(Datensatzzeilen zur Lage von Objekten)

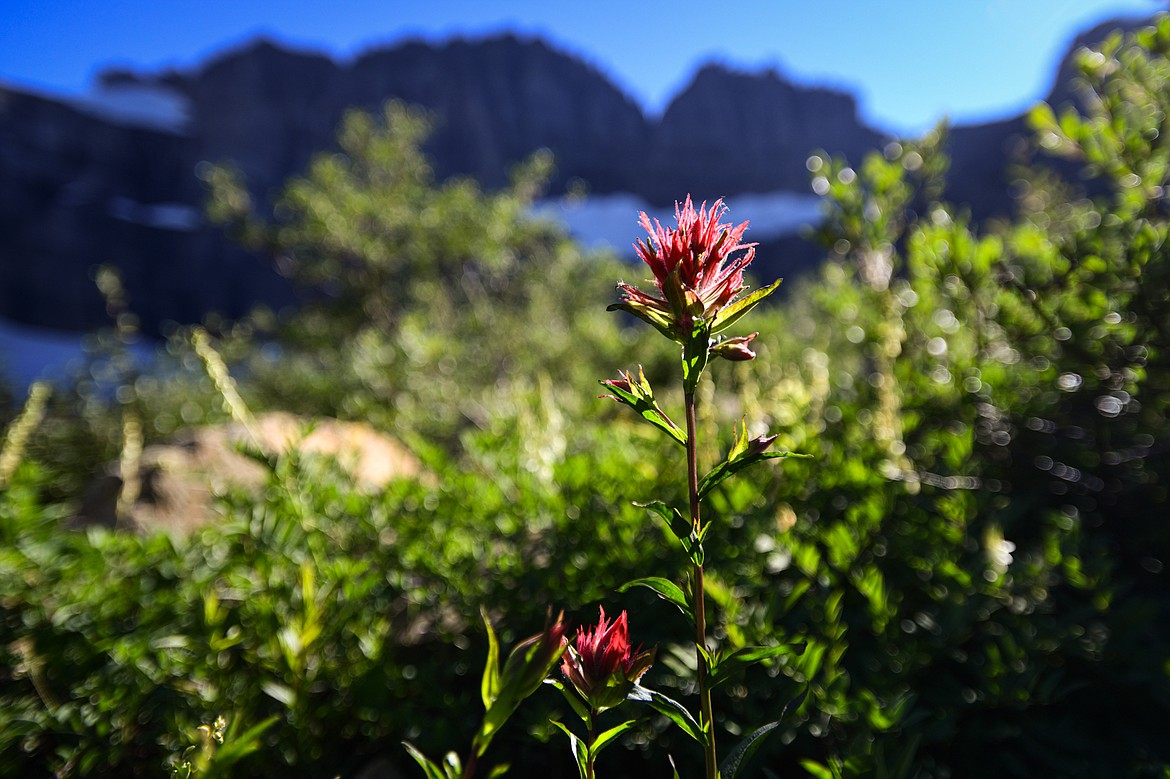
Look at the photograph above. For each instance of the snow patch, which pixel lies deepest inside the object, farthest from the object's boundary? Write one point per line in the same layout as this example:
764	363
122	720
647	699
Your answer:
138	105
163	215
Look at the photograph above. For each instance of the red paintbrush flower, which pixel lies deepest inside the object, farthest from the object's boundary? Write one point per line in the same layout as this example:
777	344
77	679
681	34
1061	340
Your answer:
601	664
695	271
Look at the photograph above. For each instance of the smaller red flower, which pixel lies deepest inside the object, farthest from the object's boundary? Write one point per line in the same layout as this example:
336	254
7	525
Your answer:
601	664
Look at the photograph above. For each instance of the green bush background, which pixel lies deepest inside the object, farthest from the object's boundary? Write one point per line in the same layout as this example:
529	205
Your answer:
975	555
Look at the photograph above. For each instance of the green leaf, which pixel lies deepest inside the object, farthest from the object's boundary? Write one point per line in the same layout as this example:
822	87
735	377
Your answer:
640	397
743	751
573	700
428	767
670	709
489	688
610	735
723	668
658	321
696	351
580	752
725	469
681	528
735	311
666	590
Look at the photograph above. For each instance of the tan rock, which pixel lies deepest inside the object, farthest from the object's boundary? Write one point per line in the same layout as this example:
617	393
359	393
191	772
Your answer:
179	481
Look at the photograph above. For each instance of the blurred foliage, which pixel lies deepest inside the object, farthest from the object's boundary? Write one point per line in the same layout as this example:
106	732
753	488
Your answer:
975	557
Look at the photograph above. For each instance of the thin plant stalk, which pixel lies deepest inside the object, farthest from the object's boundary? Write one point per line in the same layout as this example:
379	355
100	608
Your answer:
700	606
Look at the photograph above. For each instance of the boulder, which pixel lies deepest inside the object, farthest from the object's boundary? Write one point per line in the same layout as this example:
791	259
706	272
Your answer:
178	481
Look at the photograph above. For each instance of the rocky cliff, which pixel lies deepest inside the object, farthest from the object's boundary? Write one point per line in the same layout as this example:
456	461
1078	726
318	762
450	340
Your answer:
112	180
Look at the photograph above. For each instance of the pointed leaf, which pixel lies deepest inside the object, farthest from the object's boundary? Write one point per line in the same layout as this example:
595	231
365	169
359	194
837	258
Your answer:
728	468
670	709
696	351
640	397
723	668
575	701
673	518
580	752
743	751
658	321
666	590
735	311
428	767
610	735
489	687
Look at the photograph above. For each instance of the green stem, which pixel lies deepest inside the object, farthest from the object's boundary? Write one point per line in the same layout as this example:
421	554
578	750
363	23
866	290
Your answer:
469	769
696	523
589	746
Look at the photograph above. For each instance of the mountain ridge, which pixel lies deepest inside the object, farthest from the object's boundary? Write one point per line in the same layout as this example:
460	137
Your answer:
78	188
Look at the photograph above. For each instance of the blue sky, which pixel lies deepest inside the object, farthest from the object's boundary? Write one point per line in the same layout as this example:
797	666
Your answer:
910	62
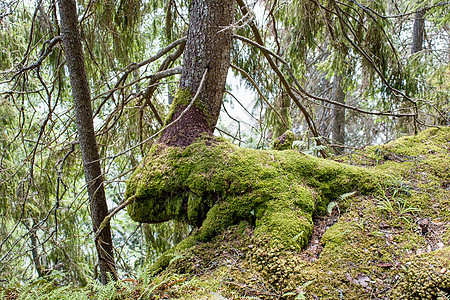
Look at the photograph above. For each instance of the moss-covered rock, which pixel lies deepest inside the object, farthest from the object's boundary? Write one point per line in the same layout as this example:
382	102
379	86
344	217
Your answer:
284	142
390	240
213	184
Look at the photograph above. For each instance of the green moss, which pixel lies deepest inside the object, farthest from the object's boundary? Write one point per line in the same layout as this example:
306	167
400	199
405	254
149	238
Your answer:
213	184
426	276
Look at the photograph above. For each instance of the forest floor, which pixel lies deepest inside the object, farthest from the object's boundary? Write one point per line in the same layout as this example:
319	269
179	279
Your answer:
392	243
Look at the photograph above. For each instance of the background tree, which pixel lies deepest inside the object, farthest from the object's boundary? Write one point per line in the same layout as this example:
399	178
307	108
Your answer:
86	138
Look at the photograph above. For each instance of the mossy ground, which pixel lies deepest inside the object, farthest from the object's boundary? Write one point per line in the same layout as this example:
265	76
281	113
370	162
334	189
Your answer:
389	240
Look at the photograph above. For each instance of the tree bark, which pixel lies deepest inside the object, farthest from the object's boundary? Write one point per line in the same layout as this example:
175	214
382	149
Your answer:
86	136
338	123
208	48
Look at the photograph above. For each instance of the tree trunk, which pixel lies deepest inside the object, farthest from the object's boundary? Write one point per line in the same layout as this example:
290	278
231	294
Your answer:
208	48
86	135
418	31
338	123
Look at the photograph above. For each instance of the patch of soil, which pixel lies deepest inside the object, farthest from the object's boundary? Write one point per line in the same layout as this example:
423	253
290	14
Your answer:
321	224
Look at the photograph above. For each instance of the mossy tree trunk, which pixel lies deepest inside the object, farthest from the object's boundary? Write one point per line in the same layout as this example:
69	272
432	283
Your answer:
86	136
207	49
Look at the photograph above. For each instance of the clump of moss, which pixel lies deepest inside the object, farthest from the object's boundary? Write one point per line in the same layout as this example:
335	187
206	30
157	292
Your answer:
284	142
213	184
426	276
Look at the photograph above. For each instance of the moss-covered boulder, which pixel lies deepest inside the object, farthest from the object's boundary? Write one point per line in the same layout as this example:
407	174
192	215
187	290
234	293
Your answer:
213	184
389	240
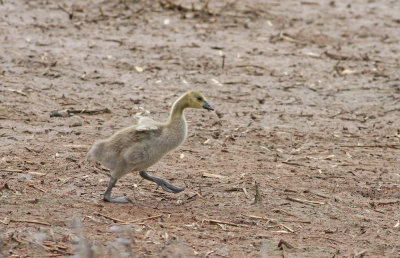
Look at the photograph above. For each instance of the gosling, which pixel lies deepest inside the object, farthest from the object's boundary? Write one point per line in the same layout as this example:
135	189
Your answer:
140	146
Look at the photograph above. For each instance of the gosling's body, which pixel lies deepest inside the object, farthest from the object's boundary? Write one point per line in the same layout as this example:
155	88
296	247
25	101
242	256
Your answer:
139	146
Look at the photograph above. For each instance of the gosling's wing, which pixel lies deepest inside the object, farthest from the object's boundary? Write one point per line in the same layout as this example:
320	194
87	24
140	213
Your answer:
145	120
146	127
144	138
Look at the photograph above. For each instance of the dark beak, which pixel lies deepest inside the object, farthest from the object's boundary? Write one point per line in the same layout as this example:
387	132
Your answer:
207	106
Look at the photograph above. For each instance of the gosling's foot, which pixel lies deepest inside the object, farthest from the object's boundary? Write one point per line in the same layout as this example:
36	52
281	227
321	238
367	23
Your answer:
117	199
161	182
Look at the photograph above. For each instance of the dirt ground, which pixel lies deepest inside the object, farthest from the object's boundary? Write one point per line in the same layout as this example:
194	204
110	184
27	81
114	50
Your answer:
306	95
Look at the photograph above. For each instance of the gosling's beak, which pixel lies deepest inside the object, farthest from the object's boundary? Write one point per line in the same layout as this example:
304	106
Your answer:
207	106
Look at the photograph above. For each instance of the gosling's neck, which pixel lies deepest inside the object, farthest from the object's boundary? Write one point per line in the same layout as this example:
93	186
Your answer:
177	109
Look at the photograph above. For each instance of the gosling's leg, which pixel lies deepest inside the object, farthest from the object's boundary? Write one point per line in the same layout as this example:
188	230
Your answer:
107	195
161	182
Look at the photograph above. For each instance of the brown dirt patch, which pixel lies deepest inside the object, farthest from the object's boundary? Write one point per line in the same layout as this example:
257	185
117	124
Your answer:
307	108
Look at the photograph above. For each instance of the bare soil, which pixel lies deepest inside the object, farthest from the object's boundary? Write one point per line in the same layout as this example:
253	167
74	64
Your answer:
307	104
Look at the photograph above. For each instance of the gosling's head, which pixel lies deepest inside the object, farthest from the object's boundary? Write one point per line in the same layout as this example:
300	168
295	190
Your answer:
197	100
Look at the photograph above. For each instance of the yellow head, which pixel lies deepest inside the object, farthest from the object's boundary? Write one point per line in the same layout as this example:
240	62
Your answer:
197	100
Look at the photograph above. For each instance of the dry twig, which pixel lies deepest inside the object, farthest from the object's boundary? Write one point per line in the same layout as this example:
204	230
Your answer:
303	201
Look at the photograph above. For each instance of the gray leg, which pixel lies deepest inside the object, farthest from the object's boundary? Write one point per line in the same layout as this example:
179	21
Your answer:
161	182
107	195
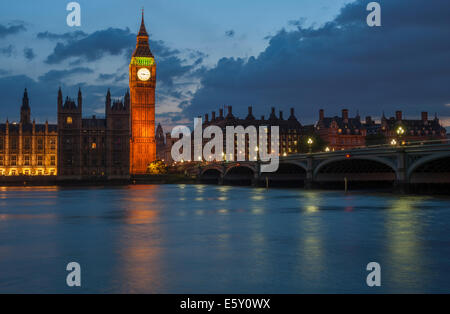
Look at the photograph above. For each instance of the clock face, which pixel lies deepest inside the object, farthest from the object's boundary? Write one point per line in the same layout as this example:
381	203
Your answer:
144	74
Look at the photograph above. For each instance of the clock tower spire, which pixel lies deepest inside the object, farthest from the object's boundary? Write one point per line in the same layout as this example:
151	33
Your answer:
142	72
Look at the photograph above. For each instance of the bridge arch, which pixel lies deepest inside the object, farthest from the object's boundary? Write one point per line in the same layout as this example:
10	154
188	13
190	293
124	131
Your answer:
289	173
387	164
211	169
235	167
295	163
426	160
239	174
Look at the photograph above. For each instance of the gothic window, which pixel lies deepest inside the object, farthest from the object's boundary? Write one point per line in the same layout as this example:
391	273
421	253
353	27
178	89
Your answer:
27	143
14	143
40	161
13	160
52	143
40	144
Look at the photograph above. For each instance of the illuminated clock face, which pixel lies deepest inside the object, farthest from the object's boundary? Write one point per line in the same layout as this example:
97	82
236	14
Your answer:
144	74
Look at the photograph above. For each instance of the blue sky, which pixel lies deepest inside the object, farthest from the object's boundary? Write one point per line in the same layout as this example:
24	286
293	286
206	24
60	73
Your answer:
307	54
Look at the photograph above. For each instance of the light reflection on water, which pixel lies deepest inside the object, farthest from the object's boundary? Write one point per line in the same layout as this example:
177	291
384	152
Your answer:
221	239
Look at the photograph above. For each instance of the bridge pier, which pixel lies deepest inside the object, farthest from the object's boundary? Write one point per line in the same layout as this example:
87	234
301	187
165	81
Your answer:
309	181
401	182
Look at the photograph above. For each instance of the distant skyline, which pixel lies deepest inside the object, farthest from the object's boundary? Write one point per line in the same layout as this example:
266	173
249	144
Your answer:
307	54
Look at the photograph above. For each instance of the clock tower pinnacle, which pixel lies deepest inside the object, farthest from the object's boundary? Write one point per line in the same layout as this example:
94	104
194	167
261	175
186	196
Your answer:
142	72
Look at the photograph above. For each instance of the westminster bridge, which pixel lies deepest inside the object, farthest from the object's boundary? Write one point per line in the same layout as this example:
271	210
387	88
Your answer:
403	167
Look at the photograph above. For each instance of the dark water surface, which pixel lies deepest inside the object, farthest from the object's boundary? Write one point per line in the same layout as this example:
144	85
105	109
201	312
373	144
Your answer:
219	239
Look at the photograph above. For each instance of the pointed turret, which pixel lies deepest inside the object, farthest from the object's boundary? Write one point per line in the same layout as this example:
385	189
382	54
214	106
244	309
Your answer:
60	99
142	30
108	100
25	111
142	46
80	99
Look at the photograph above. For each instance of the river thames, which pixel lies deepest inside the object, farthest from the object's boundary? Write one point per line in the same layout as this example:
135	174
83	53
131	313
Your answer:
221	239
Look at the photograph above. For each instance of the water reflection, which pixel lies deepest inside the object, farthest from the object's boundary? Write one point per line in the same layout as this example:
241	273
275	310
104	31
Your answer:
406	256
139	243
242	240
311	242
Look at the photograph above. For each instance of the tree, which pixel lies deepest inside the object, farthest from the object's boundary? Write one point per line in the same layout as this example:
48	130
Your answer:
157	167
318	144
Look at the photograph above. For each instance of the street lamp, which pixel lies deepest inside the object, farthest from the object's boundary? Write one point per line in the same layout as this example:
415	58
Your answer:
310	142
400	131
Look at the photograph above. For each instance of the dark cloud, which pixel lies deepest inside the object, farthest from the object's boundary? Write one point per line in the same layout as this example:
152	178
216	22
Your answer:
66	36
115	76
29	54
10	30
112	41
60	75
7	51
404	64
230	33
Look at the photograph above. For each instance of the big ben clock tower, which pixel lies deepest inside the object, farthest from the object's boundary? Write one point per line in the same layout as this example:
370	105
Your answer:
142	92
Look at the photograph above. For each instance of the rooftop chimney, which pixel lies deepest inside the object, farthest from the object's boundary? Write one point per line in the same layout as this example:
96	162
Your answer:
345	115
424	116
321	114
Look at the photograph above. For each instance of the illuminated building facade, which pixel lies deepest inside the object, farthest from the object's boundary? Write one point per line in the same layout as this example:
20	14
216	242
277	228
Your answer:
417	130
341	132
93	147
290	133
142	72
27	148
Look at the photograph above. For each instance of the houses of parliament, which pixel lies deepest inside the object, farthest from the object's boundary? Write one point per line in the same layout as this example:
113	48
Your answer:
113	147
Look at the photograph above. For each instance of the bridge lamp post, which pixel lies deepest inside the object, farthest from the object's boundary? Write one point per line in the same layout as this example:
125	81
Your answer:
310	142
400	131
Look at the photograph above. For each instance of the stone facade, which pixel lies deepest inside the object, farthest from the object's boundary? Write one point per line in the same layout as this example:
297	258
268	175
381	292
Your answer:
28	148
93	147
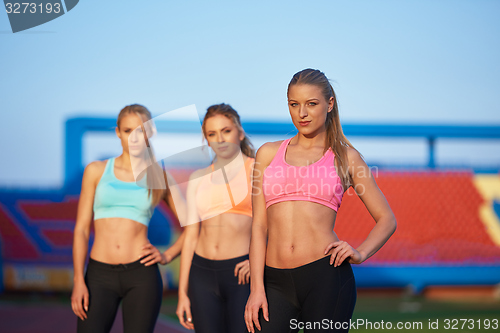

Aufgabenstellung →
Kopieren Sie unverändert die Zeilen ab der Zeile mit „Look at the photograph above. For each instance of the houses“ bis zum Ende. Lassen Sie die Bilder dabei weg.

Schriftliche Lösung →
Look at the photograph above. For each instance of the houses of parliament, which pixel lies deepest inside the object, farthest from the object's boundary? Write one point per line in the same layout as this example:
113	48
Your answer:
113	147
Look at the photograph above. For each instance of the bridge lamp post, which pixel lies deepest inside the object, farthest from the object's boundary? Write one point per line in the same layout as this example:
125	81
Your answer:
310	142
400	131
Look at the photograph above. For each instance of the stone facade, which pixel lies deepest inside the object, farthest from the object's boundary? Write one point per line in the same layout as this example:
297	258
268	175
381	292
Your answer:
28	148
93	147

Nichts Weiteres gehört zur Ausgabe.